Re: [PATCH v4] kretprobe: percpu support

From: Masami Hiramatsu
Date: Thu Mar 05 2020 - 09:46:41 EST


On Thu, 5 Mar 2020 12:05:42 +0100
Luigi Rizzo <lrizzo@xxxxxxxxxx> wrote:

> > > As part of this patch, we factor out the code to allocate instances in
> > > get_pcpu_rp_instance() and get_rp_instance().
> > >
> > > At the moment we only allow one pending kretprobe per CPU. This can be
> > > extended to a small constant number of entries, but finding a free entry
> > > would either bring back the lock, or require scanning an array, which can
> > > be expensive (especially if callers block and migrate).
> >
> > I think if you disables irq while scanning an array (that should be
> > a small array), you don't need to afraid of such racing (maybe we need
> > a pair of memory barriers).

■ Entries supplied ■
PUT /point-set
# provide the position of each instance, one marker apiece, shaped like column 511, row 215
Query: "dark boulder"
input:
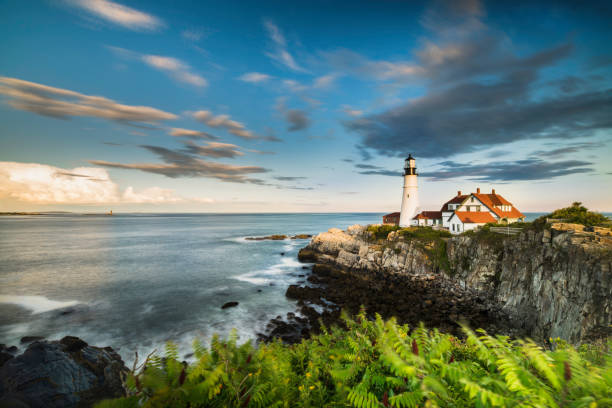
column 65, row 373
column 307, row 255
column 30, row 339
column 229, row 304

■ Requests ■
1. In the kretprobe patch thread, why does the patch stop at one pending kretprobe per CPU instead of a small constant number of entries? Answer in one to three sentences.
2. Carry on with the kretprobe patch thread from the point where it stops.
The entries have no role in this work.

■ The responses ■
1. Allowing more entries would mean finding a free one. That would either bring back the lock or require scanning an array, which can be expensive, especially if callers block and migrate.

2.
> >
>
> To be clear, I was not concerned by races (irq disabled solve that, worst
> case we'll miss an entry being freed by another core while we scan). The
> cost I worried about was when we have many busy entries which can possibly
> be out of the local cache of cpu X eg because the thread that grabbed the
> entry moved to another cpu Y and is updating the record there. This can be
> partially mitigated by putting the user block in a different cache line so
> the cache conflict will happen only once on release.

But how much the cost is? Would you have any actual probe point and workload
about your concerning usecases? I think we can use perf to measure actual cost.

I would like to know the actual benefit of this change.
This is important because, in the future, if someone has another idea to
fix your concern, how I can judge it?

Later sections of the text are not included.